## What you should do
Update the data below by replacing every "photo" with "image" and leaving everything else unchanged. Omit the pictures from your answer.

## Provided entries
*-*-*
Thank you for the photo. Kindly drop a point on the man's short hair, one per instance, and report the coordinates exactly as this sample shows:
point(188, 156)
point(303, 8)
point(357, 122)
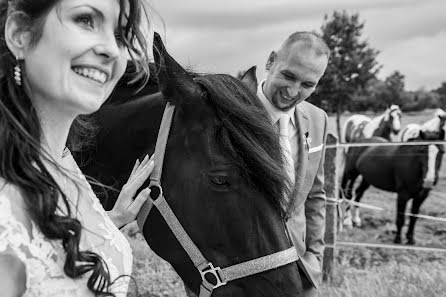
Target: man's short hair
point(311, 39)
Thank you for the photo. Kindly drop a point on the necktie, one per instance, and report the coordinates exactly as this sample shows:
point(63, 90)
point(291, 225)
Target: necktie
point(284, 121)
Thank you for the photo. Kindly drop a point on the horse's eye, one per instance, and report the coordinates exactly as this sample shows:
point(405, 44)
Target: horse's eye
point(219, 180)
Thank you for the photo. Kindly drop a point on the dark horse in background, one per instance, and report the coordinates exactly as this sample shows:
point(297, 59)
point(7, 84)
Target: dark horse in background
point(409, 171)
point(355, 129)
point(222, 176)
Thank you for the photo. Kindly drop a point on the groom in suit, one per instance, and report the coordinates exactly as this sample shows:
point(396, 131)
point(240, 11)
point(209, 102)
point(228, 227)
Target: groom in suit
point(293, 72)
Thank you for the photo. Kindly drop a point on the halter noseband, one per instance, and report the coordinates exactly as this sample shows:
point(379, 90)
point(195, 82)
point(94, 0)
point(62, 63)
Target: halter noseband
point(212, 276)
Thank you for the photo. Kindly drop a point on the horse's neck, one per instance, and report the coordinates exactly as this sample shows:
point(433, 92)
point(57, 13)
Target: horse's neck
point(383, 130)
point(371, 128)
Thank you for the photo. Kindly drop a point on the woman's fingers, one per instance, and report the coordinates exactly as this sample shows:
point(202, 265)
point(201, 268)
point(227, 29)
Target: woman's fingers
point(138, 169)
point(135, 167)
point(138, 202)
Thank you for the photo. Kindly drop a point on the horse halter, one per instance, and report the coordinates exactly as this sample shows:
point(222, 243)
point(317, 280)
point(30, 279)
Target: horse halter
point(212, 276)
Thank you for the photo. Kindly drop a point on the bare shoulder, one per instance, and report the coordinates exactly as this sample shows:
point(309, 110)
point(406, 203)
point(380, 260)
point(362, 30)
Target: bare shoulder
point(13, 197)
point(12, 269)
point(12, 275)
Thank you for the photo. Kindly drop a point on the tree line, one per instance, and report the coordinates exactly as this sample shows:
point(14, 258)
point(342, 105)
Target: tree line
*-*-*
## Completed task
Thank you for the image. Kindly drop a point on the man's short hair, one per instance, and report the coordinates exactly as this sample shows:
point(188, 156)
point(303, 8)
point(357, 122)
Target: man's short hair
point(311, 39)
Thank you for the image. Kindly drop a point on the necktie, one per instance, and report the coordinates exactly as this sample shows:
point(63, 90)
point(291, 225)
Target: necktie
point(284, 121)
Thank you for the image. Kindly drop a point on the horse's eye, one per instance, and report the coordinates exactly as this sample shows:
point(405, 44)
Target: horse's eye
point(219, 180)
Thank you for the image. Kindly drop a point on the dark horse in background, one per instance, and report the coordinates exactly as this sample shows:
point(297, 59)
point(7, 84)
Target: dark horse in background
point(409, 171)
point(355, 129)
point(222, 176)
Thank you for the image. Kindly drop a point on the groom in suit, one per instance, and report the coordinates exactly as this sample shows:
point(396, 131)
point(240, 11)
point(209, 102)
point(228, 227)
Target: groom in suit
point(293, 72)
Thank you for the image. Kindly drop a point on the halter noseband, one per instance, and report the coordinates exactly as this sample shows:
point(379, 90)
point(195, 82)
point(94, 0)
point(62, 63)
Target: halter noseband
point(212, 276)
Thank you for the image. Kindly drop a point on the horse's neck, one per instance, and report the coordinates exactly as this sample shows:
point(433, 92)
point(57, 13)
Target: horse's neck
point(383, 130)
point(371, 128)
Thank you for the image. Kindly drop a point on the woman's fingers, one per instance, and report the coordinates exactly as this sample shows:
point(202, 265)
point(201, 268)
point(227, 29)
Target: woman's fingers
point(138, 169)
point(135, 167)
point(138, 202)
Thank you for the image. Kindly drop a point on the horse halter, one per instance, and report the coordinates exactly as this sample shows:
point(222, 243)
point(317, 280)
point(30, 279)
Target: horse halter
point(212, 276)
Thank you for the image. Kindly drop a point on the bare shoulder, one per instance, and report the coordinates exactly as this sample shows:
point(309, 110)
point(406, 203)
point(380, 260)
point(362, 30)
Target: bare shoulder
point(13, 197)
point(12, 269)
point(12, 275)
Thank you for the image. Kindly drop a point on the tree line, one per instance, and report the coordinates exactly as this sample shows:
point(14, 258)
point(342, 105)
Target: tree line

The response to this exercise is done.